[Named object pointing entries]
....................
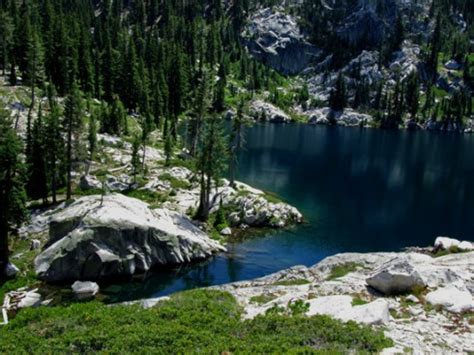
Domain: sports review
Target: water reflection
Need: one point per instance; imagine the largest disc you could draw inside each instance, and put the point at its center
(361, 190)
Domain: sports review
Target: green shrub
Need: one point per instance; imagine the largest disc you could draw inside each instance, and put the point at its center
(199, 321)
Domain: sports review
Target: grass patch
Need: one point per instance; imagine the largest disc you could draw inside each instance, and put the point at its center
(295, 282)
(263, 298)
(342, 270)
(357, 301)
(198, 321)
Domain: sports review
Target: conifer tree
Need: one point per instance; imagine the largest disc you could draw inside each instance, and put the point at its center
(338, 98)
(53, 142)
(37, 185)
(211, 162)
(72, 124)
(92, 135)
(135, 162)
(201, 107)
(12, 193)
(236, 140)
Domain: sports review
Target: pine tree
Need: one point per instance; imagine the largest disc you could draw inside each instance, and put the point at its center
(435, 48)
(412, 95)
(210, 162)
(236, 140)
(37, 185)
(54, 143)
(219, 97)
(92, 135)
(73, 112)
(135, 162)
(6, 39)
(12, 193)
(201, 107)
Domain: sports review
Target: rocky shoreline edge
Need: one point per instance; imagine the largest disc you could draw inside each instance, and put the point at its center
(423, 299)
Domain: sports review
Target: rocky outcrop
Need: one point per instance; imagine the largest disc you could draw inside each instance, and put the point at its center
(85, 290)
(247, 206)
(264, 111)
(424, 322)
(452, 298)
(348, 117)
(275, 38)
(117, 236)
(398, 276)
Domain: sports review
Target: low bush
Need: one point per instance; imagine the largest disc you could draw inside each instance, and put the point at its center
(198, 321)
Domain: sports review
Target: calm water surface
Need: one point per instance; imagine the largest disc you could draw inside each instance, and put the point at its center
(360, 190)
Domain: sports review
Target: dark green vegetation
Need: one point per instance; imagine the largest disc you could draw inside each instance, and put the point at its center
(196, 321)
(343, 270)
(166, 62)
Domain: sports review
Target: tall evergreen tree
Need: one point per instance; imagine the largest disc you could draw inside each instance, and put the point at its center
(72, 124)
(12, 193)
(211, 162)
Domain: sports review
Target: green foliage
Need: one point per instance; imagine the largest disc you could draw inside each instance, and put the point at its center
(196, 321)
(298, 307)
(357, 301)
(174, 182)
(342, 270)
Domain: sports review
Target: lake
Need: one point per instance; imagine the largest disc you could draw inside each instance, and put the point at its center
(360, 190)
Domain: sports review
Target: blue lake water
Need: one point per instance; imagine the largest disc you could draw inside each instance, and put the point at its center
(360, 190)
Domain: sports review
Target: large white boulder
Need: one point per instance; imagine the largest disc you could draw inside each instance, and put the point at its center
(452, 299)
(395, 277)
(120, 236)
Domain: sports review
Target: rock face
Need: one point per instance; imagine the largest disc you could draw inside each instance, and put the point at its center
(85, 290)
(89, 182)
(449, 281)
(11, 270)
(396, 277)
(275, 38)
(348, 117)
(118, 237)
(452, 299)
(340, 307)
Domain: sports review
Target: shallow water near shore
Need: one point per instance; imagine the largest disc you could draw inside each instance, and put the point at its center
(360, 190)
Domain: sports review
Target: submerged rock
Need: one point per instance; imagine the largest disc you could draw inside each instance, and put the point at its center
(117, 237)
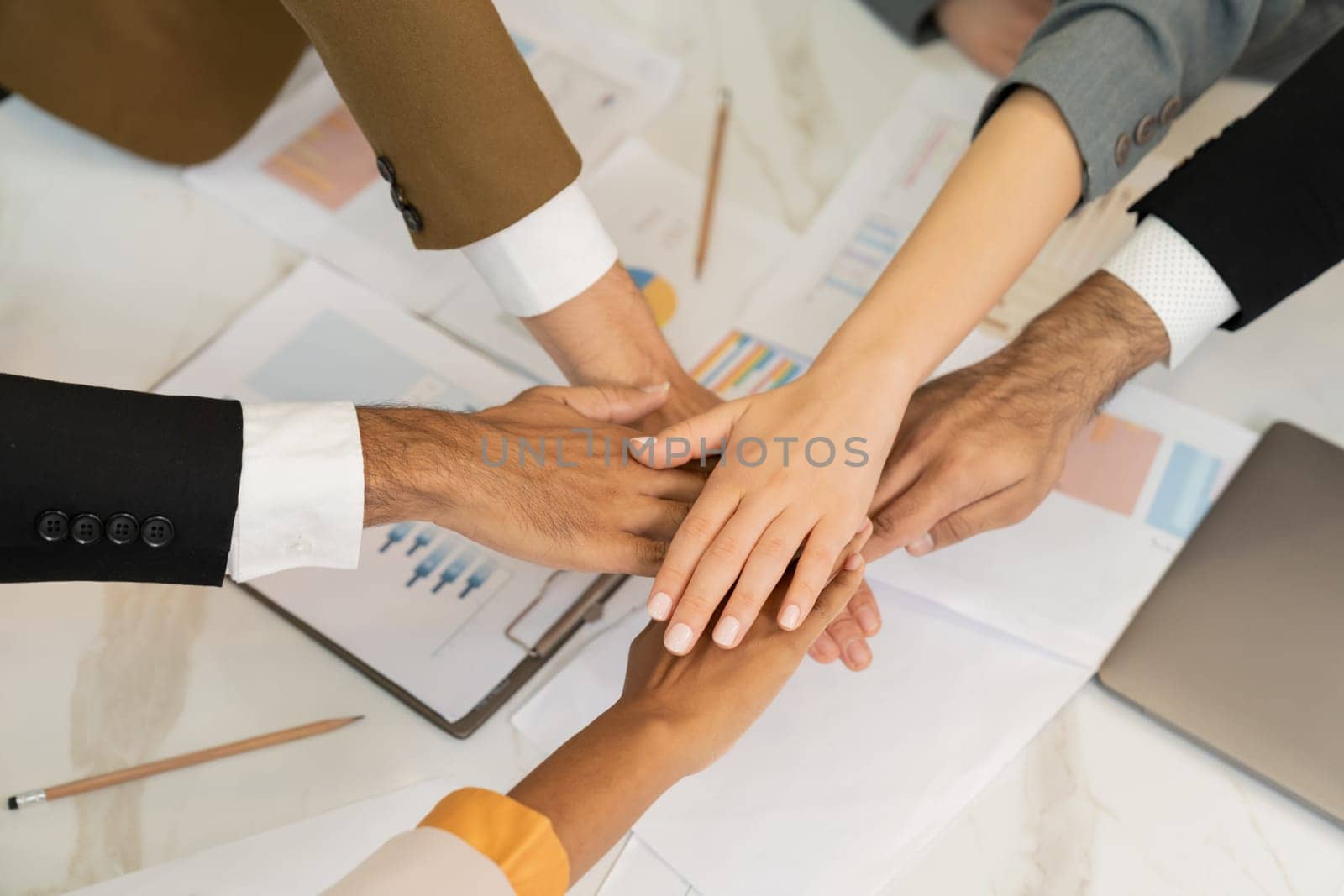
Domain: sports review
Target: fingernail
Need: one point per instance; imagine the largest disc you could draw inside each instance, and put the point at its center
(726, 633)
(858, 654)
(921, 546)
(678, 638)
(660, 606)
....................
(Stated exercise):
Omit all pictures while transcribing the entries verbatim.

(Answer in full):
Domain: sports review
Target: water reflection
Need: one point per instance; imagine the largest disc you could draw inside each instance, and put the point at its center
(361, 190)
Domain: sports review
Target: green shrub
Need: one point per instance; imagine the largest disc you could draw inside each instance, and put the point at its center
(199, 321)
Domain: sports review
Target: grass patch
Need: one point per instance; imagine the largest disc you could draw inside each instance, and put the point at its center
(295, 282)
(263, 298)
(342, 270)
(357, 301)
(198, 321)
Domain: sports review
Target: conifer tree
Need: one point per instance; imagine the largest disc you could draw inside each instance, and put the point at its center
(338, 98)
(53, 142)
(37, 185)
(211, 162)
(72, 124)
(92, 135)
(135, 162)
(201, 107)
(12, 193)
(236, 140)
Domain: sports review
Target: pine tree
Need: one point per instance; imagine the largest disc you could draw inside each instance, and put the point at its center
(435, 48)
(412, 95)
(210, 162)
(236, 140)
(37, 185)
(54, 143)
(219, 97)
(92, 135)
(73, 112)
(135, 162)
(6, 39)
(12, 193)
(201, 107)
Domain: sports review
Target: rocky shoreline edge
Need: one point per instance; imagine the largest disc you could draw inside each instance, and put the point at its center
(423, 299)
Domain: sports review
Target: rocky outcrop
Need: one point per instance; imagine the largest disc you could draw inside each instance, and put the point at its center
(85, 290)
(247, 206)
(264, 111)
(424, 322)
(452, 298)
(348, 117)
(275, 38)
(117, 236)
(398, 276)
Domain: sports review
Target: low bush
Need: one point per instance; imagine the largest disc you could draw inside each instance, and put the point at its center
(198, 321)
Domain: sports review
Target: calm water surface
Need: one point per instance; imagine the largest disc you could draw inside each instance, and put the point at its center
(360, 190)
Domain: sports review
Target: dark green vegetation
Need: one point per instance; imagine the largest disc you could draw inside each instance, and put the point at its center
(196, 321)
(343, 270)
(166, 62)
Domain: sports review
Target: tall evergreen tree
Need: one point per instance; imagine the largest disc you could draw inside each instance, and put the point at its center
(72, 124)
(12, 193)
(211, 162)
Domain: sports review
Target: green foliage
Need: one point per instance; imagine the largest disc you could draw inside each instance, and put the point at its center
(196, 321)
(298, 307)
(357, 301)
(174, 182)
(342, 270)
Domain: sports review
Target: lake
Need: one point per instance; imagine the largest disc you could draw inside each instance, and put the point at its center
(360, 190)
Domain: sports review
Target: blue lake water
Need: one point per instance; imagine the largest disc you could draw inside each instance, and put the point at its center
(360, 190)
Domain: sports review
Target: large white boulder
Need: one point per instance; imagine the largest disc you could draw inside each instance, and put the point at its center
(452, 299)
(395, 277)
(120, 236)
Domain: sports review
Target: rock face
Need: one point per instance; imagine the largest disc you could draw inside each instance, and put the point at its center
(85, 290)
(89, 182)
(449, 281)
(11, 270)
(396, 277)
(275, 38)
(348, 117)
(118, 237)
(452, 299)
(340, 307)
Domain: sports review
Target: shallow water near shore
Need: one point per instance; imagine the largest disc you could draw inside each instance, and put the point at its center
(360, 190)
Domain: sports review
Target: submerged rock
Need: one point per instance; imagine the largest disc you could draw inside each instance, and put the point at its center
(117, 237)
Domain: sports review
Target: fingernail
Need: one point per instance; imagine the largest disc you could draw inside each instance, and put the point at its center
(726, 633)
(858, 654)
(921, 546)
(678, 638)
(660, 606)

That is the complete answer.